_Objetivo_
Enumera las frases ingeniosas que, según el texto sobre la cultura rock, hoy están de moda.

_Texto_
^^^^^^^^^^^^^^^^

Se lo ve disconforme con ciertas ideas vigentes. Se lo digo. “La gente como yo, que se formó en la cultura rock, equivocados o no, lo hacíamos en serio. Hay un montón de cosas que hoy están de moda, frases ingeniosas como que uno está en esto para seducir mujeres, o que no hay que tomarse las cosas demasiado en serio, o que una canción no cambia el mundo. Por supuesto que una canción no cambia el mundo, pero hubo canciones que cambiaron mi mirada del mundo. Y como soy constructivista pienso que, si cambiaron mi mirada, el mundo efectivamente cambió. Por otro lado eso de las mujeres quizá sea una frase ingeniosa, pero me parece reducir el rol del artista a una especie de estupidez. No tomarse en serio a uno mismo probablemente sea el impulso de los teenagers de hoy, pero cuando yo era joven me tomé muy en serio la cultura rock. Todas las experiencias que hice pretendían ampliar el campo de la conciencia. Ahora estoy a la espera de cambios rotundos que provoquen otra música de fondo. Es la única manera en que acepto este vaciamiento. Me aburre la postura de los artistas de hoy, al menos la de aquellos que han aceptado la mirada posmoderna. Porque yo creo que para que la vida tenga una pulsión, la gente tiene que tener ideales”. ¿No advierte en la sociedad alguna forma de resistencia? “Sé que en los nervios de los jóvenes hay más información de futuro que en la experiencia que yo tengo. Desgraciadamente, esta pauperización que vivimos los transforma en seres bastante más primitivos que los que éramos nosotros de jóvenes. Pero quizá esta especie de vaciamiento cerebral que nos están haciendo sea la antesala de una sociedad… virtual. Siempre estoy esperando lo mejor. No soy escéptico, tengo la esperanza de que algo venga a renovar el espíritu vital. Por más que la cultura hoy esté confirmándome, yo quiero saltar por encima de ella. No quiero ser un tradicionalista: si el rock no muere nunca, esto va a ser un aburrimiento”.

^^^^^^^^^^^^^^^^

_Datos disponibles_

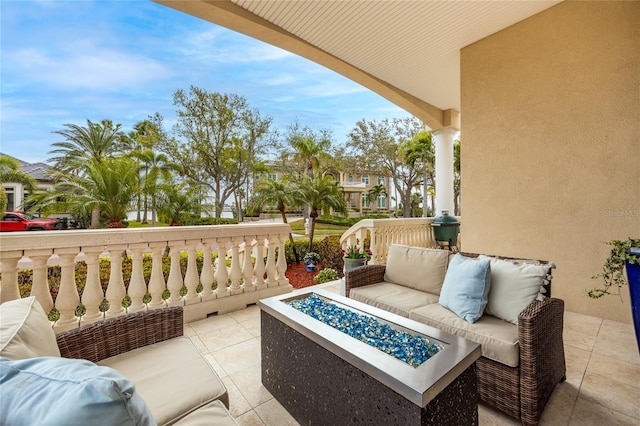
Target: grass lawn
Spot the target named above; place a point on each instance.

^^^^^^^^^^^^^^^^

_Respuesta_
- Uno está en esto para seducir mujeres.
- No hay que tomarse las cosas demasiado en serio.
- Una canción no cambia el mundo.